The processing of the Harmonized Sentinel-2 MSI dataset involves utilizing the Quality Assurance (QA) band to exclude pixels affected by cloud and shadow interference, obtaining images of rubber forests during the long leaf period, with cloud cover less than 20%, and applying median synthesis to the de-clouded images to generate an image with 20 m resolution.

Table 2. Spectral bands and their wavelengths of Sentinel-2 used in this study.

Name	Description	Resolution	Wavelength
B2	Blue	10 m	496.6 nm (S2A)/492.1 nm (S2B)
B3	Green	10 m	560 nm (S2A)/559 nm (S2B)
B4	Red	10 m	664.5 nm (S2A)/665 nm (S2B)
B5	Red Edge 1	20 m	703.9 nm (S2A)/703.8 nm (S2B)
B6	Red Edge 2	20 m	740.2 nm (S2A)/739.1 nm (S2B)
B7	Red Edge 3	20 m	782.5 nm (S2A)/779.7 nm (S2B)
B8	NIR	10 m	835.1 nm (S2A)/833 nm (S2B)
B11	SWIR 1	20 m	1613.7 nm (S2A)/1610.4 nm (S2B)
B12	SWIR 2	20 m	2202.4 nm (S2A)/2185.7 nm (S2B)

displays the detailed image bands and parameters. All of these data are accessible on the GEE cloud computing platform at any time.

Given request 1: In the Sentinel-2 passage, what cloud cover limit applied to the images of rubber forests?
Given request 2: Summarize the Sentinel-2 passage in two sentences.
Given request 3: List every band in the Sentinel-2 passage that has a 20 m resolution, giving each band's name and description.
These lines have no connection to the Sentinel-2 passage.

Labeled-object pointing entries:
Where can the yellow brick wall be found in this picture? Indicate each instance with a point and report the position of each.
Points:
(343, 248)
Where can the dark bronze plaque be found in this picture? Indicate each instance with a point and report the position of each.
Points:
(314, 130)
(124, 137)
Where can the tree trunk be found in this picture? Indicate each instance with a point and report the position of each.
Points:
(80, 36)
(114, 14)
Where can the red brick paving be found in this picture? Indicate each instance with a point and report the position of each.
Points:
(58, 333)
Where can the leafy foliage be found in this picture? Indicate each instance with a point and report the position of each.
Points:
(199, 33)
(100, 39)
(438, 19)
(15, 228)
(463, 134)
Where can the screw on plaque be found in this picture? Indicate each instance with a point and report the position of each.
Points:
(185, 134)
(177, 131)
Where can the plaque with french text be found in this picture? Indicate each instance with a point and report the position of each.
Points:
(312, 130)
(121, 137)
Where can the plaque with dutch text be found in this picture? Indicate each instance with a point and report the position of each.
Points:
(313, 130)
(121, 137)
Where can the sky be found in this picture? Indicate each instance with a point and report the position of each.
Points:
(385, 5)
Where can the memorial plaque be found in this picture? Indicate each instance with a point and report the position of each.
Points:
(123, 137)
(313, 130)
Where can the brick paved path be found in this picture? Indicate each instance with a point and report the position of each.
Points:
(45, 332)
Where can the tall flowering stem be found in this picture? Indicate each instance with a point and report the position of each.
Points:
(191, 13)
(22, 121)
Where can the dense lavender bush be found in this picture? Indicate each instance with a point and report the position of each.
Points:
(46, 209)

Full response 1: Cloud cover less than 20%.

Full response 2: The Harmonized Sentinel-2 MSI dataset was processed by using the QA band to exclude pixels affected by cloud and shadow, selecting images of rubber forests from the long leaf period with under 20% cloud cover, and applying median synthesis to produce a 20 m resolution image. A table gives the resolution and wavelength of each spectral band used, and all the data are accessible on the GEE cloud computing platform at any time.

Full response 3: B5 (Red Edge 1), B6 (Red Edge 2), B7 (Red Edge 3), B11 (SWIR 1), B12 (SWIR 2)